▸ **WHAT IS BEING ASKED**:
Return every line in the records below that contains the string "goal", matching case exactly.

▸ **RECORDS TO USE**:
********
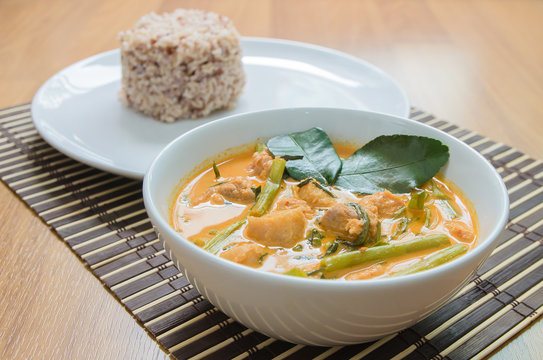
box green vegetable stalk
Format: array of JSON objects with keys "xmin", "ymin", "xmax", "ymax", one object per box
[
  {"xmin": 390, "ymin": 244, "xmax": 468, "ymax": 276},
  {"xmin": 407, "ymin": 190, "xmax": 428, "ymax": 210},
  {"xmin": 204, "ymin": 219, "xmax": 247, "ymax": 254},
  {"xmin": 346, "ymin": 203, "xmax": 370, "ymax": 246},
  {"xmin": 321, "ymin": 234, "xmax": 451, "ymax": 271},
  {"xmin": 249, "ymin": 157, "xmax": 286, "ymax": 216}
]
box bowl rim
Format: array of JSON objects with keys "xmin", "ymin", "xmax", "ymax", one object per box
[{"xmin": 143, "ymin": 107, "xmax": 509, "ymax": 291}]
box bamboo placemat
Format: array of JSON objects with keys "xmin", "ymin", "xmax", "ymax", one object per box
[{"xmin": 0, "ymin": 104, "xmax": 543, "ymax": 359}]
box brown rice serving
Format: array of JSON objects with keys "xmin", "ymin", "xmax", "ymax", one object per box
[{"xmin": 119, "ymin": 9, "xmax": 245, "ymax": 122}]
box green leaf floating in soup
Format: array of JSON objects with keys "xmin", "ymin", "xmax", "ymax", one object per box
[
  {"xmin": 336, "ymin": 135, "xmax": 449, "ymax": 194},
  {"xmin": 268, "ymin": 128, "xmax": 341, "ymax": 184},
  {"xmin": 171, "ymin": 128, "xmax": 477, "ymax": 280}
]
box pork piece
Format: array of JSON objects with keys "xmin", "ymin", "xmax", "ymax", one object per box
********
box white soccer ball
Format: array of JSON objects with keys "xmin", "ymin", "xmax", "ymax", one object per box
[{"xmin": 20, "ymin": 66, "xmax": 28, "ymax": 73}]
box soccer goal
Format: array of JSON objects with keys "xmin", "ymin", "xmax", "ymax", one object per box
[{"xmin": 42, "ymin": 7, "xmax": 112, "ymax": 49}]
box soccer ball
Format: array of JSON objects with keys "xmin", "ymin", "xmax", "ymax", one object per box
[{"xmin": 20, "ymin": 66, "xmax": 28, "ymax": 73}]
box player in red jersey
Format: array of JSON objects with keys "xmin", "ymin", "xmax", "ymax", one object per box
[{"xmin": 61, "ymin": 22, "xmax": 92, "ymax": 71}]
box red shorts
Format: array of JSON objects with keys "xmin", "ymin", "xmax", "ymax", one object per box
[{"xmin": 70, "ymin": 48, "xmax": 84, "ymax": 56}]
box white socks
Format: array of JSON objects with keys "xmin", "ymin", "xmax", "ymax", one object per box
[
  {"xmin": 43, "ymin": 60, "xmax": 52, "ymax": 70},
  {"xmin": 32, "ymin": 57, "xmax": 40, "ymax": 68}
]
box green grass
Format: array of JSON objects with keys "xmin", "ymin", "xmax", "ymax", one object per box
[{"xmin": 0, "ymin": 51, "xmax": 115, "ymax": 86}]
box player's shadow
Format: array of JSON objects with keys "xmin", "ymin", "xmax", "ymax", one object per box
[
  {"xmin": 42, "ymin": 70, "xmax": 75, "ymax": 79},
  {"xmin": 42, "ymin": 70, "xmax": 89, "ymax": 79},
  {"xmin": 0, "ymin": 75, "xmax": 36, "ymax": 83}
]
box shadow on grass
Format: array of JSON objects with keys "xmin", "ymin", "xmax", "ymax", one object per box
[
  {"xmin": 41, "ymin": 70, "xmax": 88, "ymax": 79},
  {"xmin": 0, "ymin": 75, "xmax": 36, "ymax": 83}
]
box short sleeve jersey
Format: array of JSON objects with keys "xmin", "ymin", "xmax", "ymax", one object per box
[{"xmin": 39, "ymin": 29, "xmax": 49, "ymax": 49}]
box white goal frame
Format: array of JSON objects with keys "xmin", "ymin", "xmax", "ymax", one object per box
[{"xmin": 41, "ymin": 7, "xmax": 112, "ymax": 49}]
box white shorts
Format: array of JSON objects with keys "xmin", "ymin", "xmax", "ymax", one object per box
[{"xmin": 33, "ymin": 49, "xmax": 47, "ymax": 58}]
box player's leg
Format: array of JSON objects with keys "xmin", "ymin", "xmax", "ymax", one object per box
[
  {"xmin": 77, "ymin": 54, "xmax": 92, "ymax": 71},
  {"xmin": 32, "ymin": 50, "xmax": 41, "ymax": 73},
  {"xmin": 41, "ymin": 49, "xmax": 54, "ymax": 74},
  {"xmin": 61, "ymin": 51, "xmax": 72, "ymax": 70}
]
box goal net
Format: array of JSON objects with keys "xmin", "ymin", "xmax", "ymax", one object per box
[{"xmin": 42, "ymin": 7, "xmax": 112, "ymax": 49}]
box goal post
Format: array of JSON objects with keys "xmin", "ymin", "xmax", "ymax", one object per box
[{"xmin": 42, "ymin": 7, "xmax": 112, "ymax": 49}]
********
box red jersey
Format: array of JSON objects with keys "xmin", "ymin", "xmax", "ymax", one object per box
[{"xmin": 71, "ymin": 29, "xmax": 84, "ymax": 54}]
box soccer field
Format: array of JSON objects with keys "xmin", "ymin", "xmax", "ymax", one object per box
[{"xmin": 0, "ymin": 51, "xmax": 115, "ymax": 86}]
********
▸ **EXPECTED ANSWER**:
box soccer goal
box white goal frame
box goal net
box goal post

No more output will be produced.